--- START ---
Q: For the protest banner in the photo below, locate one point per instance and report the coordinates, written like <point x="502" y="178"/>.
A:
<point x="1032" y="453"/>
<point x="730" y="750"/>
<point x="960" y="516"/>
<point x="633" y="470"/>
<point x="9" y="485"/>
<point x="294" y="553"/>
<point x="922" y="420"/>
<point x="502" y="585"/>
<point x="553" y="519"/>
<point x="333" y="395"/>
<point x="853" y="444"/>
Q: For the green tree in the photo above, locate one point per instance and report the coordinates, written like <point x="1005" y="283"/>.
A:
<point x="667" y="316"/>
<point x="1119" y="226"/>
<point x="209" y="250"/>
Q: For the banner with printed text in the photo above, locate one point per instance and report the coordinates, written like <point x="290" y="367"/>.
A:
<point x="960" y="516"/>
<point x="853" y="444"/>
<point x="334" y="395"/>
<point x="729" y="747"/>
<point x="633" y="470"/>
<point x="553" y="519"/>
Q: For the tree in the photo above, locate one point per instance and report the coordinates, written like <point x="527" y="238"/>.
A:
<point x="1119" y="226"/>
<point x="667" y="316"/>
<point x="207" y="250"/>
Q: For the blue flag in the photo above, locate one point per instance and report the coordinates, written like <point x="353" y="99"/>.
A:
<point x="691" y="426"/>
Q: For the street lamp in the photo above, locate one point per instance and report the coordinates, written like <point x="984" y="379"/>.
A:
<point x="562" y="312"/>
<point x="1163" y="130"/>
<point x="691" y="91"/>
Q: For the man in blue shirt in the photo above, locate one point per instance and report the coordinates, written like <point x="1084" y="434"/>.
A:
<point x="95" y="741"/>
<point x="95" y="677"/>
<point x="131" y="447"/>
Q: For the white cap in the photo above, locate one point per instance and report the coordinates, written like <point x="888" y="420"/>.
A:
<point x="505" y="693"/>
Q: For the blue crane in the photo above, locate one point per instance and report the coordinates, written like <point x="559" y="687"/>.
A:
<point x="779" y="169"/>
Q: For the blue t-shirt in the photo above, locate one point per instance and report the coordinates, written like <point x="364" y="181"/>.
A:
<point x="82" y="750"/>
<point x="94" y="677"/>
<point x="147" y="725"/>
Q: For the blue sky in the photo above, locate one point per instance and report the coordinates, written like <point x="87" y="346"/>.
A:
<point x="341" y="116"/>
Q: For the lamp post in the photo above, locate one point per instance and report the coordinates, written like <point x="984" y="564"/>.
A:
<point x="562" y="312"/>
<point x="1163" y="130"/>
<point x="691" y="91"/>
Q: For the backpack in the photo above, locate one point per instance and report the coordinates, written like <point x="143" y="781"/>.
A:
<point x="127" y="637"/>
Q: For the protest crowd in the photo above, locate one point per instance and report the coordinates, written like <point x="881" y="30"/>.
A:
--- END ---
Word for word, copy every entry.

Q: For the protest banner in the photo below, locate one point per instance and report the coordinates, written like <point x="502" y="178"/>.
A:
<point x="1032" y="453"/>
<point x="730" y="750"/>
<point x="960" y="516"/>
<point x="633" y="470"/>
<point x="9" y="485"/>
<point x="294" y="553"/>
<point x="922" y="420"/>
<point x="502" y="585"/>
<point x="553" y="519"/>
<point x="333" y="395"/>
<point x="853" y="444"/>
Q: For the green tree in the photo above, locate one point per instance and report the coordinates, written like <point x="1005" y="283"/>.
A:
<point x="667" y="316"/>
<point x="1119" y="226"/>
<point x="209" y="250"/>
Q: For the banner with printed text in the photo above, locate one point per instance and report the coordinates, written like <point x="290" y="367"/>.
A:
<point x="960" y="516"/>
<point x="853" y="444"/>
<point x="334" y="395"/>
<point x="729" y="747"/>
<point x="633" y="470"/>
<point x="553" y="519"/>
Q: For the tree in the photo above, locate one point per instance and report the coordinates, written like <point x="527" y="238"/>.
A:
<point x="1119" y="226"/>
<point x="667" y="316"/>
<point x="207" y="250"/>
Q: For the blue flag in the photo above, locate one point per instance and report the coordinates, written like <point x="353" y="99"/>.
A:
<point x="691" y="426"/>
Q: For the street lamp in the photo above, locate one point per instance and report the coordinates, written like <point x="984" y="379"/>.
A:
<point x="562" y="312"/>
<point x="1163" y="130"/>
<point x="691" y="91"/>
Q: For the man in blue shirt in the photo above, locate one point per instance and report the coordinates, written like <point x="1084" y="434"/>.
A:
<point x="95" y="741"/>
<point x="95" y="677"/>
<point x="131" y="447"/>
Q: For the white cap in the photo above, locate one point per instance and report the coordinates, written like <point x="888" y="420"/>.
A:
<point x="505" y="693"/>
Q: For the blue crane in the photo above, locate one point per instance and report the coordinates, written like <point x="559" y="687"/>.
A:
<point x="779" y="169"/>
Q: For the blue t-shirt in the photo above, locate one point per instance and report the coordinates, written like <point x="364" y="181"/>.
A:
<point x="82" y="750"/>
<point x="94" y="677"/>
<point x="147" y="725"/>
Q: For the blue sky in the photo above, locate one point per instance and report the coordinates, written like <point x="87" y="346"/>.
A:
<point x="341" y="116"/>
Q: For the lamp post in the photo above, locate one point per instance and report the coordinates, written like <point x="984" y="564"/>.
A:
<point x="562" y="312"/>
<point x="1163" y="130"/>
<point x="691" y="91"/>
Q: For the backpack in the photo above, locate one point per instance and report the coordinates, written like <point x="143" y="781"/>.
A:
<point x="127" y="637"/>
Q: For the protest crowd in the photo above, locate one point per instance and report the coordinates, written like <point x="881" y="30"/>.
A:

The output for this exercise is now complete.